===== RECORD EXTRACTS =====

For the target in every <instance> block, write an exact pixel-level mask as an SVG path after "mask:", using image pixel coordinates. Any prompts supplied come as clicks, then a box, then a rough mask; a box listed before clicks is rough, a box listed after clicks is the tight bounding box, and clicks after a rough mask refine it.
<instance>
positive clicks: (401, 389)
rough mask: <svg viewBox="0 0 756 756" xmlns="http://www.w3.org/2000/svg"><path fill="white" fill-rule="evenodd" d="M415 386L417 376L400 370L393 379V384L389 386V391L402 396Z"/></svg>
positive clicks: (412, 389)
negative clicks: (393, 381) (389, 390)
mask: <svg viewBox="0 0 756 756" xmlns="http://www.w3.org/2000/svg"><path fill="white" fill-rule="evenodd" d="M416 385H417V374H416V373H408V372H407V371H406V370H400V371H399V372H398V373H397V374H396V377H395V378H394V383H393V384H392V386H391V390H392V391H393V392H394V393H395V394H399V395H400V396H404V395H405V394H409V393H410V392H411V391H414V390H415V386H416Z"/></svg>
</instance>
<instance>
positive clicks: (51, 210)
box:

=====

EXERCISE REQUIREMENTS:
Starting from the line that contains "positive clicks: (412, 389)", reproduce each line of the data exactly through the last one.

EXERCISE RESPONSE:
positive clicks: (412, 389)
negative clicks: (393, 381) (389, 390)
mask: <svg viewBox="0 0 756 756" xmlns="http://www.w3.org/2000/svg"><path fill="white" fill-rule="evenodd" d="M416 385H417V374H416V373H408V372H407V371H406V370H400V371H399V372H398V373H397V374H396V377H395V378H394V383H393V384H392V386H391V390H392V391H393V392H394V393H395V394H399V395H400V396H404V395H405V394H409V393H410V392H411V391H414V390H415V386H416Z"/></svg>
</instance>
<instance>
positive clicks: (51, 210)
box:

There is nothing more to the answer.